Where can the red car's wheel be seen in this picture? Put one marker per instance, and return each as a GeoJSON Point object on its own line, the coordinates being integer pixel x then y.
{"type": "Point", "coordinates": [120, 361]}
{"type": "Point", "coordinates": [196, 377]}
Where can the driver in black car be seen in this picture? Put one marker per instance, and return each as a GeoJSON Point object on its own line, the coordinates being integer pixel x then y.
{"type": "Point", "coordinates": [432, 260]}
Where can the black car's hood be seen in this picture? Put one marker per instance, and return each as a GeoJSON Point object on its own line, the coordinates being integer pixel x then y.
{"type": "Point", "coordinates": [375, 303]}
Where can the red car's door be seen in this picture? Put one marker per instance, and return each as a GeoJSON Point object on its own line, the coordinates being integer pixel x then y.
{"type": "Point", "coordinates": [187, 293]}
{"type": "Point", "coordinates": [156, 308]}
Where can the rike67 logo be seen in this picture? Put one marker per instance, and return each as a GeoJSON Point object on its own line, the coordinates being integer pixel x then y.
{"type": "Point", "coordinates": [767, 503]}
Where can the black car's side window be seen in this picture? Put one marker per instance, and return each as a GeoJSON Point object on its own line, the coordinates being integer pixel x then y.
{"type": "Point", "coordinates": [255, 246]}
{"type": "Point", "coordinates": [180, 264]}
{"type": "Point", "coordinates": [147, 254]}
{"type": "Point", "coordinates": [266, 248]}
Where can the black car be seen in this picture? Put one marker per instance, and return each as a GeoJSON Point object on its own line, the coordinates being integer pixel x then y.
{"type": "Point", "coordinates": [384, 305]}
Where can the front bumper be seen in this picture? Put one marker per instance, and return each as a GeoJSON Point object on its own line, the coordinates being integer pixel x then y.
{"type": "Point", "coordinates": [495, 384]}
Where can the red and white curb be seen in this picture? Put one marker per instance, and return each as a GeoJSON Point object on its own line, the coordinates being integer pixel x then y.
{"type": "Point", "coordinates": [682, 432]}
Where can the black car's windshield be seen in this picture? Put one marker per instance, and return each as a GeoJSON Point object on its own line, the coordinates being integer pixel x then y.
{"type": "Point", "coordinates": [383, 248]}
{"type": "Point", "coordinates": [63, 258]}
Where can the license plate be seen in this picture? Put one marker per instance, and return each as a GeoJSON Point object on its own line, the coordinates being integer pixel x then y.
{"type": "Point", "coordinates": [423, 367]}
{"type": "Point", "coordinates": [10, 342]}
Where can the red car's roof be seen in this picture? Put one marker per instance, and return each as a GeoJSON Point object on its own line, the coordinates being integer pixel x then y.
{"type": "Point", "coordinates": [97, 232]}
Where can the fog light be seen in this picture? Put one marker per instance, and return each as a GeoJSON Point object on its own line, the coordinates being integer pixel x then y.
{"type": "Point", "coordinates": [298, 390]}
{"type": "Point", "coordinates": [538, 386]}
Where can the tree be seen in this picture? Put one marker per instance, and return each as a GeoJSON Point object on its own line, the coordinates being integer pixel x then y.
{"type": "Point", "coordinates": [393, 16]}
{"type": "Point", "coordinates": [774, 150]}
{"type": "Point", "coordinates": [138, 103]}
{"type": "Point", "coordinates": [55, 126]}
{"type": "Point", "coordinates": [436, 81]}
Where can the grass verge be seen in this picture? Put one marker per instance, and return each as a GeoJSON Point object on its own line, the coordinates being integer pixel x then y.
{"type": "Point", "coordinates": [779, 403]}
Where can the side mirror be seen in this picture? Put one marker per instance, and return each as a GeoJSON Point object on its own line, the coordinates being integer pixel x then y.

==*==

*Written request:* Rescale the lines between the one holding "Where can the grass" and the end of the rows, inclusive, and write them out again with the requests kept as they are. In the answers only, multiply every point coordinate by 0.95 and round to the nearest whole number, with halves rounded up.

*Answer to the task:*
Where can the grass verge be seen in this picture? Put one marker per instance, and return each as a GeoJSON Point object on its own line, the coordinates being integer pixel x then y.
{"type": "Point", "coordinates": [740, 383]}
Where can the side mirror be seen in this picture? Put one marker per instance, and return each as a GeoJSON Point object on its own line, the coordinates being integer pixel x then y.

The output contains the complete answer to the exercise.